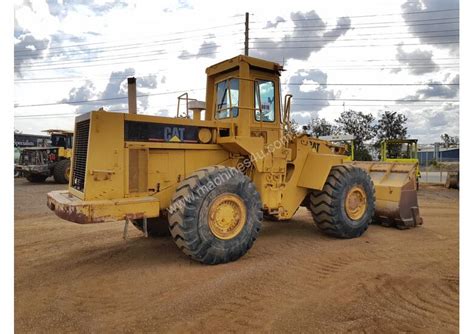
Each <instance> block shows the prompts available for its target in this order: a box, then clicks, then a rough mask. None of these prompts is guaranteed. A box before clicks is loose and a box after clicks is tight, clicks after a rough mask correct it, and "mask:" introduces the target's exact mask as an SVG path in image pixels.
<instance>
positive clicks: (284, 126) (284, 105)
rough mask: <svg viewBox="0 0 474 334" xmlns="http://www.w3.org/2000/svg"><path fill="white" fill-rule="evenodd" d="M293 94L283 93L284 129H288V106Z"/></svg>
mask: <svg viewBox="0 0 474 334" xmlns="http://www.w3.org/2000/svg"><path fill="white" fill-rule="evenodd" d="M292 97H293V95H291V94H286V95H285V104H284V106H283V129H284V130H285V131H289V130H290V107H291V98H292Z"/></svg>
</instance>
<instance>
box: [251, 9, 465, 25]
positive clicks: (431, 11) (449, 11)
mask: <svg viewBox="0 0 474 334" xmlns="http://www.w3.org/2000/svg"><path fill="white" fill-rule="evenodd" d="M452 11H459V8H451V9H440V10H424V11H416V12H405V13H388V14H369V15H350V16H349V15H342V16H339V17H336V18H340V17H349V18H351V19H354V18H361V17H379V16H397V15H400V16H401V15H414V14H429V13H441V12H452ZM316 20H321V18H314V19H296V20H295V19H292V21H295V22H298V21H316ZM266 22H268V20H267V21H256V22H252V23H266Z"/></svg>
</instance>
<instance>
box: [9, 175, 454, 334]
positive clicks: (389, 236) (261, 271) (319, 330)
mask: <svg viewBox="0 0 474 334" xmlns="http://www.w3.org/2000/svg"><path fill="white" fill-rule="evenodd" d="M61 188H65V187H64V186H62V185H56V184H53V183H52V182H51V181H49V182H47V183H45V184H42V185H35V184H30V183H28V181H26V180H24V179H17V180H15V329H16V332H17V333H28V332H36V333H52V332H61V333H64V332H81V333H91V332H94V333H102V332H105V333H110V332H124V333H132V332H178V333H198V332H228V333H232V332H234V333H235V332H239V333H240V332H255V333H257V332H258V333H261V332H272V333H273V332H274V333H284V332H286V333H287V332H291V333H295V332H300V333H317V332H321V333H328V332H368V333H381V332H385V333H387V332H388V333H390V332H431V333H432V332H436V333H448V332H453V333H455V332H458V328H459V316H458V314H459V305H458V302H459V293H458V292H459V289H458V287H459V253H458V248H459V241H458V239H459V226H458V221H459V215H458V210H459V201H458V191H457V190H447V189H444V188H441V187H434V186H431V187H429V186H422V188H421V190H420V192H419V200H420V203H421V213H422V216H423V217H424V220H425V224H424V225H423V226H422V227H419V228H416V229H412V230H405V231H399V230H396V229H392V228H384V227H381V226H370V228H369V230H368V231H367V233H365V234H364V235H363V236H362V237H361V238H357V239H352V240H337V239H333V238H330V237H326V236H324V235H322V234H321V233H320V232H319V231H318V230H317V229H316V228H315V227H314V226H313V223H312V218H311V216H310V214H309V212H308V211H307V210H306V209H300V210H299V211H298V213H297V215H296V216H295V217H294V219H293V220H292V221H291V222H290V223H276V222H265V224H264V228H263V230H262V232H261V234H260V236H259V238H258V239H257V241H256V243H255V245H254V246H253V248H252V249H251V250H250V251H249V253H247V255H245V256H244V257H243V258H241V259H240V260H238V261H236V262H233V263H229V264H225V265H218V266H205V265H201V264H199V263H196V262H193V261H191V260H189V259H188V258H186V257H185V256H184V255H183V254H182V253H181V252H180V251H179V250H178V248H177V247H176V246H175V245H174V243H173V241H172V240H171V239H169V238H161V239H146V238H144V237H143V236H142V235H141V234H140V233H139V232H138V231H137V230H135V229H134V228H133V227H131V228H130V229H129V231H130V233H129V235H130V239H129V240H128V241H126V242H125V241H124V240H123V239H122V231H123V223H105V224H97V225H90V226H82V225H76V224H73V223H69V222H66V221H63V220H61V219H59V218H57V217H56V216H55V215H54V214H53V213H51V212H50V211H49V210H48V208H47V207H46V193H47V192H48V191H50V190H55V189H61Z"/></svg>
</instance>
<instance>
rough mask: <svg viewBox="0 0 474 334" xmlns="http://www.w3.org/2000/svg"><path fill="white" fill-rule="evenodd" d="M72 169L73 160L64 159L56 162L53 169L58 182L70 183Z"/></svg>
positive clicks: (54, 179)
mask: <svg viewBox="0 0 474 334" xmlns="http://www.w3.org/2000/svg"><path fill="white" fill-rule="evenodd" d="M70 170H71V160H69V159H63V160H60V161H58V162H57V163H56V165H55V166H54V170H53V177H54V181H55V182H56V183H62V184H65V183H69V174H70Z"/></svg>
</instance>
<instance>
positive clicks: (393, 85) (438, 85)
mask: <svg viewBox="0 0 474 334" xmlns="http://www.w3.org/2000/svg"><path fill="white" fill-rule="evenodd" d="M282 85H286V86H306V85H309V86H311V85H315V86H459V84H458V83H429V82H426V83H328V84H323V83H321V84H319V83H303V82H292V83H282Z"/></svg>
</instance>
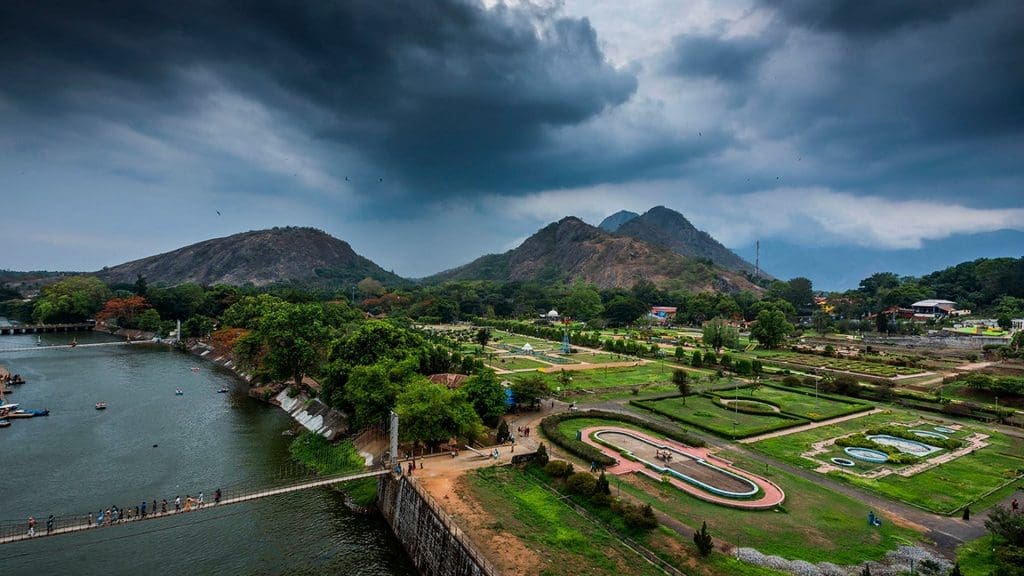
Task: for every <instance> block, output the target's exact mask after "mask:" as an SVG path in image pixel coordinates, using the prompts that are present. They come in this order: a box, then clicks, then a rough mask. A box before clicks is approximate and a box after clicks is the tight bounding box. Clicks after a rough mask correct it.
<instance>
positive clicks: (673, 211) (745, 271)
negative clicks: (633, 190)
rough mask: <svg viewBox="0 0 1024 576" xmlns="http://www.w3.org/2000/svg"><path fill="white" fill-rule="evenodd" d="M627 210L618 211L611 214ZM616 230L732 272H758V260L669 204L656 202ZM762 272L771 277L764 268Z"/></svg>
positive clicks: (629, 218) (636, 238)
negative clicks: (764, 272) (756, 269)
mask: <svg viewBox="0 0 1024 576" xmlns="http://www.w3.org/2000/svg"><path fill="white" fill-rule="evenodd" d="M623 213H624V212H617V213H615V214H612V215H611V216H608V218H612V217H614V216H617V215H620V214H623ZM629 213H632V212H629ZM608 218H606V219H605V221H608ZM602 228H604V227H603V222H602ZM614 233H615V234H617V235H621V236H628V237H630V238H635V239H637V240H642V241H644V242H648V243H650V244H654V245H655V246H662V247H664V248H668V249H669V250H672V251H673V252H675V253H677V254H681V255H683V256H689V257H692V258H707V259H709V260H711V261H712V262H714V263H715V264H716V265H719V266H722V268H724V269H726V270H730V271H732V272H739V273H746V274H754V264H752V263H751V262H748V261H746V260H744V259H742V258H740V257H739V256H737V255H736V253H735V252H733V251H732V250H729V249H728V248H726V247H725V246H723V245H722V243H721V242H719V241H718V240H715V239H714V238H713V237H712V236H711V235H710V234H708V233H707V232H703V231H701V230H697V229H696V228H695V227H694V225H693V224H692V223H690V221H689V220H687V219H686V217H685V216H683V215H682V214H680V213H679V212H677V211H675V210H671V209H669V208H666V207H665V206H655V207H653V208H651V209H650V210H647V211H646V212H645V213H644V214H642V215H640V216H637V217H635V218H629V219H626V220H625V221H623V222H622V223H621V224H620V225H617V227H616V228H615V230H614ZM761 275H762V276H766V277H767V275H765V274H764V273H763V272H762V274H761Z"/></svg>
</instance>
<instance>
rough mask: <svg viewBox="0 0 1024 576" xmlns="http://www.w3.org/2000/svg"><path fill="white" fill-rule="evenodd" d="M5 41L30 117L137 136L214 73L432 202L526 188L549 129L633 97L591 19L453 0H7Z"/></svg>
mask: <svg viewBox="0 0 1024 576" xmlns="http://www.w3.org/2000/svg"><path fill="white" fill-rule="evenodd" d="M538 30H540V31H541V32H538ZM0 48H2V49H0V78H2V79H3V81H2V82H0V100H6V101H7V102H8V104H9V105H12V106H14V107H15V108H16V109H17V110H18V111H20V113H23V114H34V115H36V116H38V117H40V118H43V117H46V118H53V117H60V116H62V115H93V116H110V117H118V118H129V120H128V121H129V122H135V123H138V124H141V125H143V126H144V125H145V124H146V123H148V122H152V121H153V120H154V119H156V118H162V117H167V116H169V115H174V114H177V113H184V112H187V111H188V110H190V109H193V108H196V107H200V106H202V104H203V99H202V94H201V93H197V80H196V78H197V77H202V76H203V75H210V76H212V77H213V78H214V79H215V80H216V81H217V82H218V83H222V84H223V85H225V86H226V87H227V88H228V89H230V90H232V91H236V92H239V93H241V94H244V95H245V96H246V97H248V98H252V99H255V100H257V101H260V102H262V104H264V105H267V106H269V107H271V108H272V109H273V110H275V111H279V112H283V113H284V114H286V115H289V116H290V119H291V121H292V122H293V123H294V125H297V126H300V127H301V128H302V129H304V130H306V131H307V132H308V133H312V134H315V136H316V137H318V138H322V139H324V140H326V141H329V142H335V143H339V145H344V146H346V147H349V148H351V149H354V150H356V151H358V153H359V154H362V155H365V156H366V158H367V164H368V165H369V166H370V167H372V168H373V169H374V170H380V171H381V173H382V174H383V175H386V176H387V177H388V178H389V179H392V180H399V181H404V182H406V184H407V187H410V188H415V189H416V190H417V192H419V193H422V194H428V195H438V196H440V195H445V194H450V193H458V192H461V191H464V190H471V189H485V190H503V189H504V190H515V189H516V188H517V187H518V184H517V180H516V178H515V175H516V173H517V172H518V171H520V170H523V169H528V168H529V167H530V166H531V165H532V164H534V162H535V161H537V158H536V157H535V156H534V155H535V150H537V149H539V148H543V143H544V142H545V140H546V137H547V134H548V132H549V131H550V130H553V129H558V128H560V127H565V126H572V125H575V124H579V123H582V122H585V121H587V120H588V119H590V118H593V117H594V116H595V115H598V114H600V113H601V112H602V111H604V110H606V109H608V108H610V107H615V106H617V105H621V104H622V102H625V101H626V100H627V99H629V98H630V96H631V95H632V94H633V93H634V91H635V90H636V88H637V80H636V78H635V76H634V73H633V72H630V71H623V70H617V69H615V68H613V67H611V66H610V65H609V64H608V63H607V61H606V59H605V57H604V55H603V53H602V52H601V50H600V48H599V46H598V42H597V38H596V34H595V32H594V30H593V28H592V27H591V26H590V24H589V23H588V22H587V20H586V19H573V18H567V17H560V16H557V15H553V14H552V13H551V12H545V11H543V10H541V9H538V8H534V7H529V6H526V7H506V6H501V5H500V6H498V7H495V8H493V9H485V8H484V7H483V6H482V5H481V4H478V3H475V2H472V1H466V2H464V1H460V0H429V1H428V0H411V1H408V2H378V1H372V0H364V1H337V2H315V3H314V2H304V3H302V2H300V3H292V2H287V3H286V2H275V1H261V2H236V3H226V2H224V3H222V2H187V3H182V2H162V3H157V2H137V1H120V2H117V1H116V2H104V3H101V4H100V3H87V2H79V1H72V2H15V3H5V4H4V5H3V6H0ZM545 172H546V171H545V170H542V171H540V173H545ZM550 172H551V173H552V174H553V176H552V178H553V179H557V178H556V176H557V170H554V169H552V170H551V171H550Z"/></svg>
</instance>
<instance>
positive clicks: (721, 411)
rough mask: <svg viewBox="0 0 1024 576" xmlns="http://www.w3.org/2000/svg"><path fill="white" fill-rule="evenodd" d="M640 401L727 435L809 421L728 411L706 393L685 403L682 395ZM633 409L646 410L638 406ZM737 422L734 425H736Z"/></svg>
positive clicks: (694, 422)
mask: <svg viewBox="0 0 1024 576" xmlns="http://www.w3.org/2000/svg"><path fill="white" fill-rule="evenodd" d="M722 396H723V397H724V398H732V396H731V395H729V394H728V393H722ZM740 396H741V397H742V396H745V394H744V393H743V392H740ZM641 402H642V403H643V405H644V406H647V407H651V408H653V409H654V411H655V413H658V414H662V415H664V416H668V417H670V418H673V419H674V420H677V421H679V422H682V423H684V424H691V425H693V426H696V427H699V428H702V429H706V430H709V431H711V433H714V434H717V435H719V436H722V437H726V438H733V437H735V438H745V437H749V436H754V435H758V434H764V433H766V431H770V430H775V429H781V428H785V427H790V426H793V425H798V424H802V423H805V422H806V420H802V419H798V418H793V417H785V416H780V415H777V414H744V413H742V412H736V411H734V410H727V409H726V408H724V407H722V406H720V405H718V404H716V403H715V402H713V401H712V400H711V399H709V398H707V397H703V396H689V397H687V398H686V400H685V404H684V402H683V399H682V398H667V399H663V400H649V401H641ZM633 408H634V409H636V410H639V411H641V412H642V411H643V410H642V409H640V408H637V407H633ZM734 422H735V425H733V423H734Z"/></svg>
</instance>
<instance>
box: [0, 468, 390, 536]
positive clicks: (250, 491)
mask: <svg viewBox="0 0 1024 576" xmlns="http://www.w3.org/2000/svg"><path fill="white" fill-rule="evenodd" d="M390 472H391V470H390V469H389V468H382V469H376V470H364V471H357V472H346V474H342V475H336V476H331V477H324V478H317V479H315V480H310V481H305V482H301V483H296V484H290V485H287V486H279V487H274V488H264V489H257V490H245V489H236V490H230V489H228V490H225V491H224V492H223V493H222V494H221V498H220V501H219V502H213V503H209V502H208V503H203V504H191V505H186V506H185V508H186V509H187V511H186V509H180V510H174V509H171V510H168V511H166V512H158V511H156V510H152V511H151V512H150V513H147V515H146V516H144V517H143V516H141V515H139V516H136V517H134V518H131V519H121V520H118V521H116V522H110V520H106V521H104V522H103V524H97V523H96V519H95V518H94V517H93V516H92V515H91V513H89V515H73V516H62V517H59V518H56V517H54V521H53V526H52V528H51V529H47V525H46V520H45V519H39V520H38V524H37V525H36V526H35V529H34V531H33V532H34V534H33V535H30V534H29V524H28V520H25V521H19V522H6V523H4V524H2V525H0V544H7V543H11V542H19V541H23V540H34V539H38V538H44V537H50V536H59V535H63V534H74V533H77V532H83V531H86V530H98V529H101V528H111V527H114V526H127V525H129V524H137V523H139V522H150V521H154V520H161V519H168V518H180V517H181V516H182V515H189V516H190V515H199V513H201V512H203V511H204V510H212V509H215V508H216V509H220V508H222V507H224V506H226V505H229V504H241V503H243V502H251V501H254V500H259V499H262V498H269V497H271V496H280V495H282V494H290V493H292V492H299V491H302V490H311V489H315V488H321V487H324V486H331V485H334V484H341V483H344V482H351V481H353V480H359V479H364V478H376V477H379V476H384V475H386V474H390ZM154 502H156V500H154ZM165 502H166V500H165ZM154 512H156V513H154Z"/></svg>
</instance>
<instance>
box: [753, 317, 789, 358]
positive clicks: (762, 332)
mask: <svg viewBox="0 0 1024 576" xmlns="http://www.w3.org/2000/svg"><path fill="white" fill-rule="evenodd" d="M792 331H793V324H790V323H788V322H787V321H786V320H785V315H783V314H782V313H781V312H779V311H768V310H765V311H761V312H760V313H759V314H758V318H757V320H756V321H755V323H754V326H753V327H752V328H751V336H754V337H755V338H756V339H757V340H758V342H759V343H760V344H761V345H762V346H764V347H766V348H769V349H771V348H777V347H778V346H779V345H780V344H781V343H782V341H783V340H784V339H785V336H786V335H787V334H788V333H790V332H792Z"/></svg>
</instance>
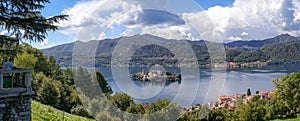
#####
→ What to do: Reproduce the records from the beginning up to and including the line with "positive clicks: (284, 126) (284, 105)", and leave the pictures out of your answer.

→ The answer:
Each <instance> block shows the prompts available for its target in this order: a box, then clicks, then a rough mask. None of these prompts is guaranteed. A box before clicks is loose and a box after clicks is tight, clicks after a rough mask correct it, and "mask:" introduces the target's exact mask as an SVG path in image pixels.
<instance>
positive clicks: (284, 126) (284, 105)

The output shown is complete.